**Your goal:**
Copy the records word for word, from the line containing "Indicate the cumulus" through the last line of the records.
---
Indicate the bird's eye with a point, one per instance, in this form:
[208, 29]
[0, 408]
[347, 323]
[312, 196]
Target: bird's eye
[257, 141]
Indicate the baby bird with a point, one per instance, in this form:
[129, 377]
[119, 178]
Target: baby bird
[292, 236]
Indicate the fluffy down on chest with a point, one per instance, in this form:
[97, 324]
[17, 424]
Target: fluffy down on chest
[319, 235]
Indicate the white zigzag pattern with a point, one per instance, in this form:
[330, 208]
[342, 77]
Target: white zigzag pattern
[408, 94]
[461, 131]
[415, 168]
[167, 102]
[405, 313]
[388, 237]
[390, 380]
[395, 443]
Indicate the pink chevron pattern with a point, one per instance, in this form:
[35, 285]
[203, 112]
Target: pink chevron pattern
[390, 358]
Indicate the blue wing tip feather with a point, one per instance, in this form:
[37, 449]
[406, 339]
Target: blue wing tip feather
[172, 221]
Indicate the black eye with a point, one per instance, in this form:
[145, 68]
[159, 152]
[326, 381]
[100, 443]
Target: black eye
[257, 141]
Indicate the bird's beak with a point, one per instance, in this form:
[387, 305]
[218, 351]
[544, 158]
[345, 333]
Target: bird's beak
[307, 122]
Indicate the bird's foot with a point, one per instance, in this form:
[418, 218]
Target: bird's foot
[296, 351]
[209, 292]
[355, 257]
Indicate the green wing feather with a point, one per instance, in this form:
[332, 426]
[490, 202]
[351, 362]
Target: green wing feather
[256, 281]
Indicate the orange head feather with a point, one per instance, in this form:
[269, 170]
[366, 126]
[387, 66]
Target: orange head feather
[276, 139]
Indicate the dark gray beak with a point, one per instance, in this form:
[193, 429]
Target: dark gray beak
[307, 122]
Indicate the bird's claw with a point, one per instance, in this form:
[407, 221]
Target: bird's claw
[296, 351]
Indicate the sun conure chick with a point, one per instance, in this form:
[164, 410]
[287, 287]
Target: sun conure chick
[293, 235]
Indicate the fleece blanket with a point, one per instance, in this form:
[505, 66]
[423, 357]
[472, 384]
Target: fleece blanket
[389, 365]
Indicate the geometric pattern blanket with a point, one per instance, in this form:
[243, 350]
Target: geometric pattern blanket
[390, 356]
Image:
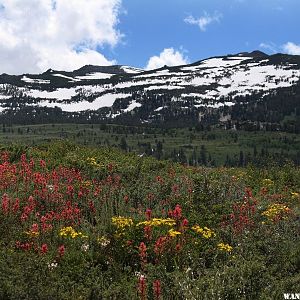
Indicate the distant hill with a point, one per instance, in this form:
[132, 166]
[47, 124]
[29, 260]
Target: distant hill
[245, 90]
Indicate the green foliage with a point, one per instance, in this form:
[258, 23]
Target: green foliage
[202, 233]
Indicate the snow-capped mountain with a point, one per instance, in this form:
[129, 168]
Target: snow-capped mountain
[218, 89]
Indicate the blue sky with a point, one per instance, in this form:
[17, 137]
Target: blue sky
[36, 35]
[151, 26]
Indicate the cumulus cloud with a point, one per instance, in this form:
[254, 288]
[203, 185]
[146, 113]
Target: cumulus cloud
[291, 48]
[269, 46]
[169, 57]
[204, 20]
[62, 34]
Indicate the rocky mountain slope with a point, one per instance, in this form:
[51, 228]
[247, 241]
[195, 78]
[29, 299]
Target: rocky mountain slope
[246, 89]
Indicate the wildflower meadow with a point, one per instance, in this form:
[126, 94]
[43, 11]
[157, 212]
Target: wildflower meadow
[87, 223]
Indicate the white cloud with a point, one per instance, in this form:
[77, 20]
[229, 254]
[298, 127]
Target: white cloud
[169, 57]
[291, 48]
[62, 34]
[269, 46]
[204, 20]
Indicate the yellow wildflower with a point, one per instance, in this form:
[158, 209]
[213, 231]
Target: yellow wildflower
[156, 222]
[122, 222]
[69, 231]
[173, 233]
[224, 247]
[275, 210]
[267, 182]
[103, 241]
[32, 233]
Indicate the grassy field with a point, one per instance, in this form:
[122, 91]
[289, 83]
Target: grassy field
[80, 222]
[215, 147]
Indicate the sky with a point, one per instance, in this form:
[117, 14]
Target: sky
[36, 35]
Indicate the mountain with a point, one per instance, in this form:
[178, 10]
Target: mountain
---
**Reply to the task:**
Indicate the cumulus cloud with a point, one per instance, in this form:
[254, 288]
[203, 185]
[146, 113]
Target: cumulus cloud
[291, 48]
[269, 46]
[169, 57]
[204, 20]
[62, 34]
Indicate the rocky mountain slope with a point, one per instance, in this form:
[51, 228]
[247, 241]
[195, 78]
[29, 299]
Target: rocky mountain slope
[246, 89]
Indicate the wildflower meadow with a point, one per instance, in this form:
[126, 94]
[43, 11]
[157, 212]
Target: wildflower meadow
[87, 223]
Indicate the white cloud with a point, one per instance, in this form:
[77, 20]
[229, 254]
[298, 127]
Target: white cloud
[169, 57]
[291, 48]
[62, 34]
[269, 46]
[204, 20]
Indicate the yellow wildflower with a point, one per instance, in this form:
[158, 209]
[213, 231]
Target: yellow wildflower
[156, 222]
[122, 222]
[69, 231]
[173, 233]
[224, 247]
[275, 210]
[267, 182]
[103, 241]
[32, 233]
Indicate the grassy field with a point, one per instance, in this form:
[122, 91]
[289, 83]
Target: grassy field
[80, 222]
[215, 147]
Indicate the sky with a point, one per instance, in this form:
[117, 14]
Target: sky
[36, 35]
Indicate the mountain with a point, one per instance, in this form:
[178, 10]
Target: mountain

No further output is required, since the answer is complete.